Written request - Copy every entry below word for word, changing nothing in any line.

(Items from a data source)

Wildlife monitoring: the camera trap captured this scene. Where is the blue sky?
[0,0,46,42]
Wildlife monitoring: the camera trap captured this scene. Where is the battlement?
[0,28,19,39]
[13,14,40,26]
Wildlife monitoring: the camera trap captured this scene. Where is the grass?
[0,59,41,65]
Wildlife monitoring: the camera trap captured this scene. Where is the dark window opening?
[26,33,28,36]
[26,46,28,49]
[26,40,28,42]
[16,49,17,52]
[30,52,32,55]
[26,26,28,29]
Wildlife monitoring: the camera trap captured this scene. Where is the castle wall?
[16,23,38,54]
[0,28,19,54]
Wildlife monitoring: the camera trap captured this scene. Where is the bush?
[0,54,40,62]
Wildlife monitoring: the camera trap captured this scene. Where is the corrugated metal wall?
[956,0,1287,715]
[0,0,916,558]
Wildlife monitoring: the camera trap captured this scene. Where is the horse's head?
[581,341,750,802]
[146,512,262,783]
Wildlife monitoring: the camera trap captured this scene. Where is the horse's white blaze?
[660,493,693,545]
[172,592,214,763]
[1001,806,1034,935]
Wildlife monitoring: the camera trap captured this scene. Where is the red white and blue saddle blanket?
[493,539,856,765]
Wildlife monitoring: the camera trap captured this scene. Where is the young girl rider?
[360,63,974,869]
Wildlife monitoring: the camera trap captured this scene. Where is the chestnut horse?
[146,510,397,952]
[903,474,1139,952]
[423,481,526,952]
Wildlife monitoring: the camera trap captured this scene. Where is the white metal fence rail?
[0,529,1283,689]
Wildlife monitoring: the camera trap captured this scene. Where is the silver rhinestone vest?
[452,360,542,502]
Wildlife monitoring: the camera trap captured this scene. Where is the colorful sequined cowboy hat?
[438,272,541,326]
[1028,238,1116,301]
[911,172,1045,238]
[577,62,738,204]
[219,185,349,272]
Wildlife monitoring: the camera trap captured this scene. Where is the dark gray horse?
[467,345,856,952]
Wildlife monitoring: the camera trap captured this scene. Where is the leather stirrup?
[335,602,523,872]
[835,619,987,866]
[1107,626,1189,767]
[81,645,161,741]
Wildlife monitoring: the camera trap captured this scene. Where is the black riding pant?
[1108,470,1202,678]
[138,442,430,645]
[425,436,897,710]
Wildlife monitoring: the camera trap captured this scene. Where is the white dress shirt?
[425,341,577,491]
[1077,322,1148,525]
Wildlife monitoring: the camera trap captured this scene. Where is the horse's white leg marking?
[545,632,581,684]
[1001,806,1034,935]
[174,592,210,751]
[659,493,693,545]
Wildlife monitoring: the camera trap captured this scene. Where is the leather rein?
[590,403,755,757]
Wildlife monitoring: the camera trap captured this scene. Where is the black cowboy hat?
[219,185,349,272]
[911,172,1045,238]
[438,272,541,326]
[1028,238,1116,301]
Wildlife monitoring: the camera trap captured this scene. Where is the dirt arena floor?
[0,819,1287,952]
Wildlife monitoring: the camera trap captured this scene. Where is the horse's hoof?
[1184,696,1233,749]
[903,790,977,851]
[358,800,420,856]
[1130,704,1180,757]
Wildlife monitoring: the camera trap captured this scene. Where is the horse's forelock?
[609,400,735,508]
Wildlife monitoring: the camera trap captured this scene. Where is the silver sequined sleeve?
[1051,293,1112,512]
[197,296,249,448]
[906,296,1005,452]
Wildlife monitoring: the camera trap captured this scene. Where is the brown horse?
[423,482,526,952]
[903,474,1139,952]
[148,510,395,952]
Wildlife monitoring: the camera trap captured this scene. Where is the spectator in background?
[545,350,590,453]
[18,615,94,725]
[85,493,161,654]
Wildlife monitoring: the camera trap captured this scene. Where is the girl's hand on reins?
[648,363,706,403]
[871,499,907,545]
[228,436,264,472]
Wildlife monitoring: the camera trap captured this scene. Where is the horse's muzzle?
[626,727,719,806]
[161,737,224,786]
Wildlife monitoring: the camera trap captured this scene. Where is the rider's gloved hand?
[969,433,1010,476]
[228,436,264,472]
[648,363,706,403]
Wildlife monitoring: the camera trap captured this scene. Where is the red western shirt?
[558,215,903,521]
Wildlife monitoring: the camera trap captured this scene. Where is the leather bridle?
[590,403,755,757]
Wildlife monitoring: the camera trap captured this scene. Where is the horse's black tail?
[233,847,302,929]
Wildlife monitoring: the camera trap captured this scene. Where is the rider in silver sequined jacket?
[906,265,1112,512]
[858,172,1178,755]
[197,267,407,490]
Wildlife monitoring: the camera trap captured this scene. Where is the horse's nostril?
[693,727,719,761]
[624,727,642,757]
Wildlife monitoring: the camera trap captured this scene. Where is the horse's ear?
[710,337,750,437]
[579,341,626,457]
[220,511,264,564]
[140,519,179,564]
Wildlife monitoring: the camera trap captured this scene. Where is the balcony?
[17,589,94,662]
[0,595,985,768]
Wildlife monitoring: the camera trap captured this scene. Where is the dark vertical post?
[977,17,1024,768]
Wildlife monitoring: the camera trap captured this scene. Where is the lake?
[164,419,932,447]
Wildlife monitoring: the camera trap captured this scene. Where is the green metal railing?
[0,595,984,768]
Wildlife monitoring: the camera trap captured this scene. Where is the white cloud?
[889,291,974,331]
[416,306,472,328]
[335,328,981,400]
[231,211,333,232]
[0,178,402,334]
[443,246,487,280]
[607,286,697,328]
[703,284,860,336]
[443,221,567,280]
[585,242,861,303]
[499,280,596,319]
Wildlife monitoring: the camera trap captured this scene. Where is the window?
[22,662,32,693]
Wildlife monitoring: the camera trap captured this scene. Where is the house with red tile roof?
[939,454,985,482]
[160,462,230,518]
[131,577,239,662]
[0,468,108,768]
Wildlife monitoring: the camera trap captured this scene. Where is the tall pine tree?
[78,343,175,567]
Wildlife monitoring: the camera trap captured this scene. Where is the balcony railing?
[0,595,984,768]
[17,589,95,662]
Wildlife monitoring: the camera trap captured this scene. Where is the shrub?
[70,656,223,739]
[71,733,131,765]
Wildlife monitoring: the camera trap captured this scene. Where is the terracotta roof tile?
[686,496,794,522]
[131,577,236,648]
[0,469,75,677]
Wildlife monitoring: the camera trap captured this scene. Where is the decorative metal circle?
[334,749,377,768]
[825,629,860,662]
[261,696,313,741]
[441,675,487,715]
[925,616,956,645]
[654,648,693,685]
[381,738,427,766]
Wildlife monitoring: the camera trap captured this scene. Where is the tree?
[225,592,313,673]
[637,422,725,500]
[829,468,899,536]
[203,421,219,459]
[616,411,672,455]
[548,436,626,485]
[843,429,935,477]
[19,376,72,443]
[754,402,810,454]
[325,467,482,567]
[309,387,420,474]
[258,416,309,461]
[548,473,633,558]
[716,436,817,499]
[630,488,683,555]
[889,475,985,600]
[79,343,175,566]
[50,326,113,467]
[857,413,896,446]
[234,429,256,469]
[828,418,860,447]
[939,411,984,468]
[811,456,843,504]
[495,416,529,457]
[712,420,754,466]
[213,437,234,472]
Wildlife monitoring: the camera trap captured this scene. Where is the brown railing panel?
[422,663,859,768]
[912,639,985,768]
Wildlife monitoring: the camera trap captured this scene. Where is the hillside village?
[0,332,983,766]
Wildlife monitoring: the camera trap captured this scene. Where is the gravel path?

Correct response -
Wildlife monitoring: the camera trap captured this scene. Where is the blue sky?
[0,0,46,42]
Wildlife monitoring: the camera trap captured this scene. Where is the battlement?
[0,28,19,39]
[13,14,40,26]
Wildlife monitoring: the camera trap captured this scene. Where is the grass?
[0,59,41,65]
Wildlife monitoring: the camera trap captured this scene. Where is the dark window opening?
[26,33,28,36]
[26,46,28,49]
[26,40,28,42]
[16,49,17,52]
[30,52,32,55]
[26,26,28,29]
Wildlife monitoring: the camera trap captured this scene. Where is the castle wall?
[16,23,38,54]
[0,28,19,54]
Wildlife monitoring: the camera trap captured this scene. Where is the bush?
[0,54,40,62]
Wildlife monitoring: the camera trap captured this scene. Where is the corrugated metal wall?
[956,0,1287,715]
[0,0,916,558]
Wildlife monitoring: the camera trap captured this scene. Where is the horse's head?
[581,341,750,802]
[146,512,262,783]
Wildlife monitoring: the camera trap captured this scene. Where is the horse's white blaze?
[660,493,693,545]
[172,592,214,763]
[1001,806,1034,935]
Wildlife monitoring: the camera trap captured this scene. Where is the red white and blue saddle blanket?
[493,539,856,765]
Wildlife monitoring: the camera trap captured this scene. Where is the young girl rider?
[360,63,974,869]
Wildlife monitoring: the camera trap captured this scene. Where is the chestnut horse?
[146,510,397,952]
[903,474,1139,952]
[423,481,526,952]
Wildlife monitoring: the camera trap captured this scene. Where is the white metal fence rail?
[0,529,1283,689]
Wildlife monitoring: the camera trap captured this scene. Where is the silver rhinestone vest?
[452,360,542,502]
Wildlife monitoring: the camera trap captured this scene. Where is the colorful sequined cowboy hat?
[438,272,541,326]
[1028,238,1116,301]
[911,172,1045,238]
[577,62,738,204]
[219,185,349,272]
Wildlife monitoring: the camera trap captured this scene. Where is the dark gray horse?
[467,345,856,952]
Wildlife monitoring: the camera trap captured this scene. Where is the leather stirrup?
[335,602,523,872]
[835,619,987,866]
[1107,626,1189,767]
[81,645,161,741]
Wildlife monitoring: the camera trap captured this scene. Where is the black riding pant?
[1108,470,1202,678]
[138,442,430,645]
[425,436,897,710]
Wildlife monitoring: the camera trap captured this scene. Where is the white dress shirt?
[425,341,577,491]
[1077,322,1148,525]
Wildlife monitoring: the camera trap captured this scene. Where is the horse's white leg marking?
[545,632,581,684]
[1001,806,1034,935]
[174,592,210,751]
[659,493,693,545]
Wildlife monitoring: the camera trap captured this scene. Where is the leather rein?
[590,403,755,757]
Wildlife monitoring: the camera trap captured this scene. Where is the black cowboy hat?
[219,185,349,272]
[911,172,1045,238]
[438,272,541,326]
[1028,238,1116,301]
Wildlife monitoring: the camera trap captured this scene. Where is the dirt arena floor?
[0,819,1287,952]
Wildlife monitoring: the camera trap captured this scene. Where is the horse's hoof?
[1184,696,1233,749]
[903,790,977,851]
[358,800,420,856]
[1130,704,1180,757]
Wildlife monitoring: the camera trap captured this scene. Where is the horse's forelock?
[609,400,735,508]
Wildlife monitoring: the camera trap captured this scene. Where is the silver sequined sleeve?
[1051,293,1112,512]
[197,296,249,448]
[906,296,1005,452]
Wildlife monitoring: the camera trap captured this scene. Where is the brown horse?
[423,482,526,952]
[903,474,1139,952]
[148,510,395,952]
Wildlife monitoring: the camera trap captured this scene. Where is the spectator in background?
[545,350,590,453]
[18,615,94,725]
[85,493,161,654]
Wildlife monitoring: the camera trap captured this scene. Where is the girl's hand on reins?
[648,363,706,403]
[871,499,907,545]
[228,436,264,472]
Wildlife monitoring: the camera trap captured this scene. Where is the horse's muzzle?
[626,727,719,806]
[161,737,224,786]
Wildlife monitoring: the camera trap captured this scene. Where is the rider's gloved hand?
[969,433,1010,476]
[228,436,264,472]
[648,363,706,403]
Wildlife monitoring: the camera trap captured this scene. Where is the red western shirt?
[558,215,903,521]
Wildlife monitoring: the camera trap captured this scene. Where is the leather bridle?
[590,403,755,757]
Wildlife monitoring: the camera trap captured this scene. Where is the horse's black tail?
[233,847,302,929]
Wildlife monitoring: the camera trap captured this scene. Where is the rider in silver sequined jacket?
[906,265,1112,512]
[858,172,1178,755]
[197,267,407,490]
Wildlife monitoring: the camera trap captured this scene. Where is the horse's nostril?
[693,727,719,761]
[624,727,642,757]
Wildlife monitoring: the camera trap captured this scene. Where is the horse's ear?
[710,337,750,437]
[579,341,626,457]
[220,511,264,564]
[140,519,179,564]
Wildlife monitoring: the camera trap captured this scene. Where is the balcony?
[17,589,94,662]
[0,595,985,768]
Wildlife monitoring: the camera trap captured this scene. Where is the dark vertical post?
[977,17,1024,768]
Wildlife monitoring: the camera trap captured this scene. Where is the lake?
[164,419,932,447]
Wildlife monitoring: the camera trap captured this scene. Where is the green metal railing?
[0,595,984,768]
Wildlife monitoring: the camera trap captured this scene. Where is the white cloud?
[889,291,974,331]
[416,306,472,328]
[335,328,981,400]
[231,211,333,232]
[0,178,402,334]
[443,246,487,280]
[607,286,697,328]
[703,284,860,336]
[443,221,567,280]
[585,242,861,303]
[499,280,596,319]
Wildlife monitoring: the camera trap captured this scene. Where is the window?
[22,662,32,693]
Wildlife monitoring: the camera trap captured this scene. Where is the house with red tile roof?
[939,454,985,482]
[160,462,230,518]
[131,577,239,662]
[0,468,108,768]
Wildlife monitoring: the camera trap captured this scene. Where is the tall pine tree?
[78,343,175,567]
Wildlife monitoring: the camera trap captured this scene. Where is the balcony railing?
[0,595,984,768]
[17,589,95,662]
Wildlife monitoring: the camera trap captured this scene. Where is the shrub?
[70,656,223,739]
[71,733,131,765]
Wildlife monitoring: the camera trap captured this scene. Where is the terracotta roof tile?
[686,496,794,522]
[131,577,236,648]
[0,469,75,677]
Wildlife monitoring: the camera trap captured this scene. Where is the decorative metal circle?
[334,749,377,768]
[825,629,860,662]
[261,696,313,741]
[441,675,487,715]
[925,616,956,645]
[654,648,693,685]
[381,738,427,766]
Wildlife monitoring: the camera trap captured this scene. Where is the tree?
[225,592,313,673]
[637,422,725,500]
[829,468,899,536]
[203,421,219,459]
[616,411,672,455]
[548,436,626,485]
[843,429,935,477]
[19,376,72,443]
[754,402,810,454]
[325,467,482,567]
[309,387,420,474]
[258,416,309,461]
[548,473,633,558]
[716,436,817,499]
[630,488,683,555]
[889,475,985,600]
[79,343,175,566]
[50,326,113,467]
[857,413,896,446]
[234,429,256,469]
[828,418,860,447]
[939,411,984,468]
[811,456,843,504]
[495,416,529,457]
[712,420,754,466]
[213,437,234,472]
Wildlife monitoring: the camera trap captured this scene. Where is the brown railing panel?
[422,663,859,768]
[912,639,985,768]
Wildlife monitoring: the camera trap captured this scene. Where is the hillside village?
[0,332,983,766]
Wildlife monitoring: the camera trap captured this scene. Where is the gravel path?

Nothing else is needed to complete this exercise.